Abu Thalib tampak ketakutan dengan peringatan itu. Dia yakin bahwa apa yang dikatakan Buhaira itu benar. Maka dari itu, segera setelah urusan perdagangannya selesai, Abu Thalib segera membawa Muhammad pulang. Sesulit apa pun beban hidupnya, Abu Thalib tidak pernah lagi pergi berdagang ke tempat jauh demi melindungi keponakannya itu.

Bushra (kota di mana Buhaira tinggal)

Jalur yang dilewati kafilah Abu Thalib adalah jalan kafilah Barat yang menyusuri Laut Merah, Madyan, Wadi Al Qurra, Hijir, dan Kota Bushra.
Kota Bushra atau Bostra telah lama didirikan Romawi sebagai ibu kota wilayah Hauran, untuk menahan serbuan Badui pedalaman.
Di kota ini, Romawi memusatkan pasukan dan mengumpulkan pajak dari para kafilah.
Bagi kafilah sendiri, Bostra adalah pusat perdagangan paling ramai sebelum tiba di Syria yang terletak lebih ke Utara.

اَللهُم صَل عَلَى مُحَمدٍ وَ عَلَى آلِ مُحَمد

*Perlindungan Allah*

Abu Thalib segera melaksanakan apa yg disarankan oleh Buhaira, karena peringatan itu memang beralasan.

Segera, setelah Abu Thalib dan Muhammad meninggalkan rumah Buhaira, datanglah 3 orang ahli kitab bernama Zurair, Daris, dan Tammam kepada Buhaira. Ketiganya menyandang senjata di pinggang. Mereka bertanya kepada Buhaira apakah ia juga melihat seorang anak dengan ciri-ciri seperti ini dan itu.

Buhaira tahu bahwa mereka mencari Muhammad. Rupanya, ketiga orang ini juga telah mendengar tentang Muhammad. Buhaira memandang senjata2 yang mereka bawa dengan perasaan ngeri.
Buhaira tahu mereka mencari Muhammad dengan maksud membunuhnya. Oleh karena itu, Buhaira berusaha memberikan perlindungan kepada Muhammad.
Tidak henti-hentinya Buhaira menasihati ketiga tamunya akan adanya kekuasaan Allah. Diingatkannya bahwa bagaimanapun usaha mereka, mereka tidak akan mampu mendekati Muhammad untuk membunuhnya.

Akhirnya, ketiganya pun melihat kebenaran dalam perkataan Buhaira. Batallah niat mereka untuk mengejar dan membunuh Muhammad, kemudian berlalulah mereka dari hadapan Buhaira.

Allah menjaga Muhammad dari kejahatan dan kotoran-kotoran jahiliyah. Allah membimbing Muhammad tumbuh menjadi orang yang paling ksatria, paling baik akhlaknya, paling mulia asal-usulnya, paling baik pergaulannya, paling agung sikap santunnya, paling murni kejujurannya, paling jauh dari keburukan dan akhlak yang mengotori kaum lelaki sehingga semua orang menjulukinya *"Al Amin"* karena Allah mengumpulkan sifat-sifat itu pada diri Muhammad.

◇ ◇ ◇ ◇ ◇

▶ _SOAL LATIHAN_
a - Menurut teks, siapa nama tiga ahli kitab yang datang kepada Buhaira?
b - Tolong salin persis bagian teks yang dimulai dari "Jalur yang dilewati" dan berakhir pada "lebih ke Utara.".
Jawablah hanya berdasarkan teks ini.

▶ _DATA YANG DITAMPILKAN_
◇ ◇ ◇ ◇ ◇

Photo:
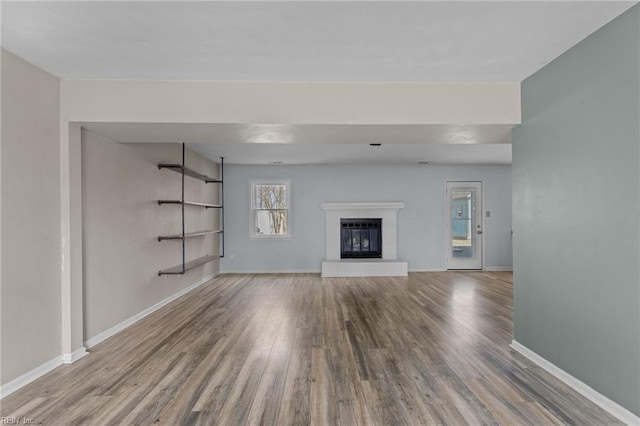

◇ ◇ ◇ ◇ ◇

▶ _KUNCI JAWABAN_
a - Zurair, Daris, dan Tammam.

b -
Jalur yang dilewati kafilah Abu Thalib adalah jalan kafilah Barat yang menyusuri Laut Merah, Madyan, Wadi Al Qurra, Hijir, dan Kota Bushra.
Kota Bushra atau Bostra telah lama didirikan Romawi sebagai ibu kota wilayah Hauran, untuk menahan serbuan Badui pedalaman.
Di kota ini, Romawi memusatkan pasukan dan mengumpulkan pajak dari para kafilah.
Bagi kafilah sendiri, Bostra adalah pusat perdagangan paling ramai sebelum tiba di Syria yang terletak lebih ke Utara.